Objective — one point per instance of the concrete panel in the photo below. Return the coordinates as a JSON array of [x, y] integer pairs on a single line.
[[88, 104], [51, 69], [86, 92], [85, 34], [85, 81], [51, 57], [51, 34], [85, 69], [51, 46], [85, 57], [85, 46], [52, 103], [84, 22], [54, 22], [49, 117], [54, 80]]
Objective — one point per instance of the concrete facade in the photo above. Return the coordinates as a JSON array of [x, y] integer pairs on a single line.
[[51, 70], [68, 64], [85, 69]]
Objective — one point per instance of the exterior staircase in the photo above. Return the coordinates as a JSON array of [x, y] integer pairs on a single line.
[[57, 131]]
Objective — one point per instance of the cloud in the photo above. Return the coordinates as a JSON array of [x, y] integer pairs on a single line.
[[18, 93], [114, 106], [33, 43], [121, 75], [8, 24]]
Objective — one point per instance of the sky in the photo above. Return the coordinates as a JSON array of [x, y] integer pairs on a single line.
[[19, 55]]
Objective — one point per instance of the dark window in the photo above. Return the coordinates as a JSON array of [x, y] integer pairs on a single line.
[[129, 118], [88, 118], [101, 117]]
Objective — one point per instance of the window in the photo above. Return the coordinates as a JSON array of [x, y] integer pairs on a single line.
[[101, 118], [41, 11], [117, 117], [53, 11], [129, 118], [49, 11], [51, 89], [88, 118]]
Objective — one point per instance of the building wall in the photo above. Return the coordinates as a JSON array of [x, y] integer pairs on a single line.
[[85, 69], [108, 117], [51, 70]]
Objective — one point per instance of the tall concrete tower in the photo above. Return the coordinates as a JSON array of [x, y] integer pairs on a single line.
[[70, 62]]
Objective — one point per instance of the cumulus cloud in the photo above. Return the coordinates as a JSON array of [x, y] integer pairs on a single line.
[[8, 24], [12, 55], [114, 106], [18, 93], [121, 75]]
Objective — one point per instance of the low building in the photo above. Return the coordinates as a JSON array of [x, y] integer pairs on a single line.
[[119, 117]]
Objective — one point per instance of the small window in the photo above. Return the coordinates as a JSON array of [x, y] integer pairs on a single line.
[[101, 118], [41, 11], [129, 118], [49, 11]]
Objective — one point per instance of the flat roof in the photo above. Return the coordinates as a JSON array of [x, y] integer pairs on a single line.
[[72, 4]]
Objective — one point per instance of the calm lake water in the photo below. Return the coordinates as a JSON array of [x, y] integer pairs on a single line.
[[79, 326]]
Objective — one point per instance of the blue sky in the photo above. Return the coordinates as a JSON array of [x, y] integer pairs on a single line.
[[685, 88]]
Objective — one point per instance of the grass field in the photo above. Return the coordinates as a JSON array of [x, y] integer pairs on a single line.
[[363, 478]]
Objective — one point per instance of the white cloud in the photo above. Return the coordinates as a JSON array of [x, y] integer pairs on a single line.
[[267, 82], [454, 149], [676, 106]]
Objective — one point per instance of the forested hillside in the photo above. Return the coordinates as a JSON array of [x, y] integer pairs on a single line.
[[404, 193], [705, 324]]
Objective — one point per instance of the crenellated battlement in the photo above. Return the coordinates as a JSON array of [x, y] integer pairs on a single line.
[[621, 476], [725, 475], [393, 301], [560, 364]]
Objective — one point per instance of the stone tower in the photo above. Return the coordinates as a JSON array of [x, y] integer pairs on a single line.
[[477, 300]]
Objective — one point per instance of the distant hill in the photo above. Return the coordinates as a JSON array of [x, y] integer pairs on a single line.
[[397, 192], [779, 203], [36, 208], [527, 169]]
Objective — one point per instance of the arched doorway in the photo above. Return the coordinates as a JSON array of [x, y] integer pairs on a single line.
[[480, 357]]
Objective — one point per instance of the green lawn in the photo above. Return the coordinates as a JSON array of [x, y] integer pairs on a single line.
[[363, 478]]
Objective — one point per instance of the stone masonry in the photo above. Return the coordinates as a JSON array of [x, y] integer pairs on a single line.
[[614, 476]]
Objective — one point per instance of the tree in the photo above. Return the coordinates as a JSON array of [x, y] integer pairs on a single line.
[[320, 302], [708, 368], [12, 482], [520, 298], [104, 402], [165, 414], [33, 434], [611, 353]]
---
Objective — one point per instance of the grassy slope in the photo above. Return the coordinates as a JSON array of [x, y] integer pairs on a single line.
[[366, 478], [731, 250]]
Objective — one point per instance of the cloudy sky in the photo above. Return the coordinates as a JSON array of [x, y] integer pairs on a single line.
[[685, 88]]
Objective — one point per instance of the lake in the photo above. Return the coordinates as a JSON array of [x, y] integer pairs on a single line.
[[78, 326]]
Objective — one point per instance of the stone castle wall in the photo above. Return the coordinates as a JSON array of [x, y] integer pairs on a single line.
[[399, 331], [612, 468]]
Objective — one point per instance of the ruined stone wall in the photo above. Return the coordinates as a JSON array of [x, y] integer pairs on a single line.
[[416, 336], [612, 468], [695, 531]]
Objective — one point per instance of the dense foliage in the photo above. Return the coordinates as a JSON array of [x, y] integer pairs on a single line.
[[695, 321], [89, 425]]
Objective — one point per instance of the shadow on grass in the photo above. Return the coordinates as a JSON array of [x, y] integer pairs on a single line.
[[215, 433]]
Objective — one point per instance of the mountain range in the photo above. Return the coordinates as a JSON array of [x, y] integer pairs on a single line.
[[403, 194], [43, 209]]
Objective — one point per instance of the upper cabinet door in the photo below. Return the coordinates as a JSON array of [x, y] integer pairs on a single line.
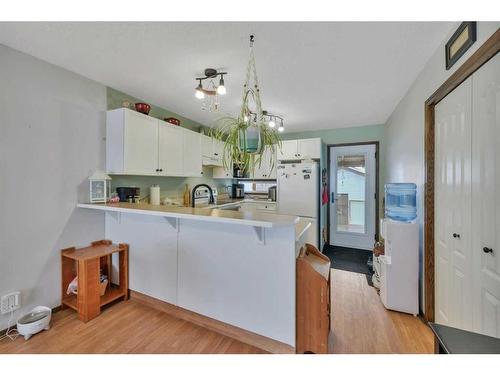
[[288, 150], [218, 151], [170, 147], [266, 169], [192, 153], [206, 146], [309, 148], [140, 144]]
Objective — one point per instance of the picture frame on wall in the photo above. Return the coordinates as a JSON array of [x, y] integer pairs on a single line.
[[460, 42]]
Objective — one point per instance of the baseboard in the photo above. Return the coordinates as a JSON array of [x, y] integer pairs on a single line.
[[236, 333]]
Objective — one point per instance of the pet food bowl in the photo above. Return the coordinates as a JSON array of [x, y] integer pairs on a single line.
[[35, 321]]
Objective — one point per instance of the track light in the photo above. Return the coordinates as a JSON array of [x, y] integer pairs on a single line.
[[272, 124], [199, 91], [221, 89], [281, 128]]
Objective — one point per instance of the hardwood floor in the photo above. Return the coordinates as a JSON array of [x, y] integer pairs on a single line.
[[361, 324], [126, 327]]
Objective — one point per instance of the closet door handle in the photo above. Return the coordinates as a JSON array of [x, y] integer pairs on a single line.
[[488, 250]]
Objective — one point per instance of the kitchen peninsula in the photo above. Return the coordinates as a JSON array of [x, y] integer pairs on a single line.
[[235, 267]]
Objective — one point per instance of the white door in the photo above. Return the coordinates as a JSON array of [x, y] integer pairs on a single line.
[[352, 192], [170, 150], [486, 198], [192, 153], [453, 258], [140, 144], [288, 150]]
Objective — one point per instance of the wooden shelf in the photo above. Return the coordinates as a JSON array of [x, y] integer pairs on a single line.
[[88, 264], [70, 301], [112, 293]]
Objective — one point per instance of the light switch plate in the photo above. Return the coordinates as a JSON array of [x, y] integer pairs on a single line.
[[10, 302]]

— WRITTEN PROBLEM —
Please rewrite everything from the line containing "Objective — one point per instance of the concrete panel" down to the line containing "117], [54, 80]]" as a two-column CSV with the headers input and output. Each text and its answer in that data should form one row, with each value in a single quoted field and line breaks replaced by spaces.

— OUTPUT OF THE EXERCISE —
input,output
"Objective — one point per instance of the concrete panel in the photo below. Return the coordinates as a JSON array of [x, y] integer pairs on a single line.","[[88, 104], [51, 69], [86, 92], [85, 34], [85, 81], [51, 57], [51, 34], [85, 69], [51, 46], [85, 57], [85, 46], [52, 103], [84, 22], [54, 22], [49, 117], [54, 80]]"